(Dataset items)
════

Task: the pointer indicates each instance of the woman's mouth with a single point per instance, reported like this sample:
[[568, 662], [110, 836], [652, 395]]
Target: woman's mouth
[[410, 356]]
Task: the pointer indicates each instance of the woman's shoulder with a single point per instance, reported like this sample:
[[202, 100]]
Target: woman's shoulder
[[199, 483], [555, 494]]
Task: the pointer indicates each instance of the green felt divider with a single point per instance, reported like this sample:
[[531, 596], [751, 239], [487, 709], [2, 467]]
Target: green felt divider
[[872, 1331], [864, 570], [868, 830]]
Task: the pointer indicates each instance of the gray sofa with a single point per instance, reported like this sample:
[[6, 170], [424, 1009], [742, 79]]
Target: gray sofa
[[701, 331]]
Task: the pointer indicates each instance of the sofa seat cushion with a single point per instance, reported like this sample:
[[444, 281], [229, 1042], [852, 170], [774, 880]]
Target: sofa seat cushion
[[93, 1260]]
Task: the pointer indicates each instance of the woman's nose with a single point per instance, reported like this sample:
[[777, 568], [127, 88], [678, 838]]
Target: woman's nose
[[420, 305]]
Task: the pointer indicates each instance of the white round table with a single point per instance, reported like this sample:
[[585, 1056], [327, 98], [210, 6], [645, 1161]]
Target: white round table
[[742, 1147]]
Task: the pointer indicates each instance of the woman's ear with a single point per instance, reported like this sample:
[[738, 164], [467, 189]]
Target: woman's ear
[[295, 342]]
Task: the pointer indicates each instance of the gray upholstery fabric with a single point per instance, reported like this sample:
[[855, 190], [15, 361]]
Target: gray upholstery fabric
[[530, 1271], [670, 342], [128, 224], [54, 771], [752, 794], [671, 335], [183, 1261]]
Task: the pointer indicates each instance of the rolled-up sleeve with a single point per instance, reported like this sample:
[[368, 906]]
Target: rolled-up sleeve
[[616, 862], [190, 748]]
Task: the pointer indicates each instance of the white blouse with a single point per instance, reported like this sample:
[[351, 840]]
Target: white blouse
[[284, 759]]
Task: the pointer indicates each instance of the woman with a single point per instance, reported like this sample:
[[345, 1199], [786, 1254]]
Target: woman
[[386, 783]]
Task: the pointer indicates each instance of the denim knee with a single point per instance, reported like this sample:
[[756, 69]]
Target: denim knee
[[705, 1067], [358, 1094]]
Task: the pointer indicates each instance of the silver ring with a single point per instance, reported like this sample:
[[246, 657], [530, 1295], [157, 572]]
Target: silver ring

════

• About this exercise: With nothing left out, copy the data above exactly.

• Your response:
Task: the pointer indicates each instance of the woman's mouth with a single point per instance, reported like this sample:
[[568, 662], [110, 836], [652, 395]]
Target: woman's mouth
[[410, 356]]
Task: the pointer indicates each instance of the woman's shoulder with a single point per instance, reported like this sample:
[[202, 100]]
Target: woman's shoulder
[[199, 483], [555, 494]]
Task: the pointer indicates each instance of the green felt divider with a single point per instance, reported like this sample:
[[531, 596], [751, 239], [487, 709], [2, 467]]
Target: green felt divider
[[872, 1331], [864, 570], [868, 830]]
Task: the pointer indicates each instance of the gray sofa with a single point per instance, reported like this sample:
[[6, 170], [424, 1009], [742, 79]]
Target: gray sofa
[[701, 331]]
Task: the pointer indicates each instance of the sofa seat cushion with a single point per instance, reported like this sample:
[[444, 281], [229, 1042], [852, 170], [774, 880]]
Target: sofa seat cushion
[[93, 1260]]
Task: the pointer indicates each instance of the woman's nose with a single point per instance, reported like this sample:
[[777, 568], [127, 88], [678, 838]]
Target: woman's nose
[[420, 305]]
Task: the pointer indicates each instance of the white round table with a single point per instance, reported like this sample:
[[585, 1056], [327, 98], [210, 6], [645, 1161]]
Target: white round table
[[742, 1147]]
Task: the pointer indicates each instance of the woman's ear with a single point per instance, reported like this sample:
[[738, 164], [467, 189]]
Target: woman's ear
[[295, 342]]
Task: the pointer indicates each instance of the gray upholstery fabric with a single point per instance, reported like this sample:
[[855, 190], [15, 361]]
Target: gray upholstery fabric
[[530, 1271], [670, 342], [128, 224], [54, 771], [752, 794], [671, 335], [183, 1261]]
Task: the pointer indicates each instance of the rolled-up sleeve with a single point per instance, reported like this sample:
[[368, 906]]
Target: rolled-up sleeve
[[616, 862], [190, 748]]
Task: the pointer indicates each instance of the white blouse with a single point per instance, reported like this sample:
[[351, 840]]
Target: white blouse
[[284, 759]]
Task: the pointer indicates each instance of the woman with a single point per instance, reported like this sample:
[[345, 1199], [786, 1254]]
Target: woman
[[386, 783]]
Task: the pointer indicates each instance of the denim knee with a single point per instance, reported like this sample:
[[756, 69]]
Target: denim knee
[[705, 1067], [358, 1094]]
Task: the pointer indicates each instance of the silver ring with a single point per instance, reported like this sample:
[[246, 657], [530, 1295], [157, 572]]
Target: silver ring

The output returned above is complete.